• _Dataset_:
** begin **
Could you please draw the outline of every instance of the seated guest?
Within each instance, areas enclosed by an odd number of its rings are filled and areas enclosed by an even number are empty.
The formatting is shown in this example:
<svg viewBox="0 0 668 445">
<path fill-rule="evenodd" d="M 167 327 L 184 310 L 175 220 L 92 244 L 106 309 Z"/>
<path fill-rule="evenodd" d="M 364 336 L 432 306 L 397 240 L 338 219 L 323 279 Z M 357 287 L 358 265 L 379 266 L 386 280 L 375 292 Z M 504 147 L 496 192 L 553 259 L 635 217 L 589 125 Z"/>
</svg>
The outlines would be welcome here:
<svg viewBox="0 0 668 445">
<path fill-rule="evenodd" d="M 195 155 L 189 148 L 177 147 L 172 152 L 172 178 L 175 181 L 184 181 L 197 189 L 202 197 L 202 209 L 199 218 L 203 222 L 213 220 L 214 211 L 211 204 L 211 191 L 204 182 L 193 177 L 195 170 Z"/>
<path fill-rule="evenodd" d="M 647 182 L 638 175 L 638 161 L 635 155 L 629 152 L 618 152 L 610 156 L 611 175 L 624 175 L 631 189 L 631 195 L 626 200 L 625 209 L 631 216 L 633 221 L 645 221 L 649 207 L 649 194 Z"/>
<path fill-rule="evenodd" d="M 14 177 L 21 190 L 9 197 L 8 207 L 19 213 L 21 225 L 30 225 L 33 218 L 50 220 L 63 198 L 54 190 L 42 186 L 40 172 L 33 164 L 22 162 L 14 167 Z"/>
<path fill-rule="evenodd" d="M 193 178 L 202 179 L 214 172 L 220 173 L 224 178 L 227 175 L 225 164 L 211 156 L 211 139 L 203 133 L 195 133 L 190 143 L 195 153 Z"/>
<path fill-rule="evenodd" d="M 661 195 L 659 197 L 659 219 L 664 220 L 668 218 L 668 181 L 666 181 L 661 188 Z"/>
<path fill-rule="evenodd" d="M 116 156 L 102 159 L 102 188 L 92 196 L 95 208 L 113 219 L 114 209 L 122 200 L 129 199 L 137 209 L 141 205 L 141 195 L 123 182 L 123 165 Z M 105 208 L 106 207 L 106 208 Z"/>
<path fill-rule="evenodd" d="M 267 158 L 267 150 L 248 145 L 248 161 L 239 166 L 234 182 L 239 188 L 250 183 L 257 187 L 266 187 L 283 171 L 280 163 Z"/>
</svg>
** end **
• _Exercise details_: Reproduce the rows in full, substituting "standing guest" for "seated guest" and leaving every other character unchanged.

• _Response_:
Could you please draw the outline of every instance of the standing guest?
Within each instance, areas enclosed by an odd number of its rings are filled and areas enclosed by an even number are empty.
The formatting is shown in this example:
<svg viewBox="0 0 668 445">
<path fill-rule="evenodd" d="M 167 327 L 184 310 L 175 220 L 92 244 L 106 309 Z"/>
<path fill-rule="evenodd" d="M 364 336 L 432 306 L 397 240 L 338 219 L 323 279 Z M 357 287 L 358 265 L 379 266 L 386 280 L 375 292 Z M 504 147 L 496 192 L 553 259 L 635 217 L 589 125 Z"/>
</svg>
The outlines would be welcome here:
<svg viewBox="0 0 668 445">
<path fill-rule="evenodd" d="M 195 155 L 189 148 L 177 147 L 172 152 L 172 178 L 175 181 L 184 181 L 197 189 L 202 197 L 202 209 L 199 218 L 203 222 L 213 220 L 214 211 L 211 204 L 211 191 L 204 182 L 193 177 L 195 170 Z"/>
<path fill-rule="evenodd" d="M 647 182 L 638 175 L 638 161 L 635 155 L 629 152 L 618 152 L 610 156 L 611 175 L 624 175 L 631 189 L 631 195 L 626 200 L 625 209 L 631 216 L 633 221 L 645 221 L 649 207 L 649 194 Z"/>
<path fill-rule="evenodd" d="M 14 177 L 21 190 L 9 197 L 8 207 L 19 213 L 21 225 L 30 225 L 33 218 L 50 220 L 63 198 L 54 190 L 42 186 L 40 172 L 33 164 L 22 162 L 14 167 Z"/>
<path fill-rule="evenodd" d="M 193 178 L 202 179 L 214 172 L 220 173 L 224 178 L 227 175 L 225 164 L 211 156 L 211 139 L 203 133 L 195 133 L 190 143 L 195 153 Z"/>
<path fill-rule="evenodd" d="M 661 195 L 659 197 L 659 219 L 664 220 L 668 218 L 668 181 L 666 181 L 661 188 Z"/>
<path fill-rule="evenodd" d="M 116 156 L 102 159 L 102 188 L 92 196 L 95 208 L 113 219 L 114 209 L 122 200 L 129 199 L 137 209 L 141 205 L 141 195 L 123 182 L 123 165 Z M 105 208 L 106 207 L 106 208 Z"/>
<path fill-rule="evenodd" d="M 267 158 L 267 150 L 248 145 L 248 161 L 239 166 L 234 182 L 239 188 L 250 183 L 257 187 L 266 187 L 283 171 L 280 163 Z"/>
</svg>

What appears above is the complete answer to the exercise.